For years I didn’t know what to do with those insights, though. I considered writing a coffee-table, faux-non-fiction book purporting to be „The Proceedings of the Second Biennial Conference on the Evolution and Biology of Vampires”, but everyone thought that was a terrible idea and it never went anywhere. It was only when I was writing Blindsight—developing characters with an eye to the various types of consciousness they might represent—that I realized there was a conceptual niche—a hole, you might say—in my cast of characters, and a vampire might fit in there quite nicely.
The rest, as they say, is history.
G42: You’ve been around Eastern Europe – have you also read any East-European scifi? If so, who, what? And what did you think about it?
PW: Only Lem. And most of that—Solaris,The Cyberiad—I read way back in my teens, so I’m certain a lot of it went over my head. (I’m currently reading Fiasco—which is to say, I started it a year ago and got a hundred pages in before some deadline forced me to put it on the back burner, and I fully intend to get back to it once I’ve finished the titles on my current list.) As for what I thought of it: even as a teenager, I knew I was reading something special. The man’s ideas were unflinching.
Incidentally, I’ve been to two countries now—Poland and Ukraine—which lay claim to Lem, by virtue of shifting international boundaries post-World-War-2. I don’t suppose Romania would like to enter a claim?
G42: By the way, what does Peter Watts read when he is not writing? Whose books do you enjoy most now, and whose influenced you enough to make you choose scifi in the beginning?
PW: Let me tell you the single thing I resent most about working full time as a writer: I barely get to read for pleasure any more. Back in high school I ploughed through several books a week: today, I’m just now closing in on the end of China Miéville’s Kraken, which came out when? 2010? Most of the rest of my reading time goes into slogging through boring scientific papers, or novels thrust under my nose for blurbing purposes, or beta reading manuscripts for people who are trying hard but really aren’t there yet. (Also, I must guiltily admit, playing video games. Skyrim is a whole new experience in VR.)

* [Dataset excerpt]:

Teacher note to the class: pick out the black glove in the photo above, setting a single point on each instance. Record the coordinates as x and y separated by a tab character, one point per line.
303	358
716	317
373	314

* [Exercise aim]:
Please answer from the interview excerpt:
1. Which book was Watts writing when he realized a vampire could fill a gap in his cast of characters?
2. Which two countries that lay claim to Lem has Watts visited?
3. Which China Miéville novel is Watts close to finishing?

* [Task result]:
1. Blindsight
2. Poland and Ukraine
3. Kraken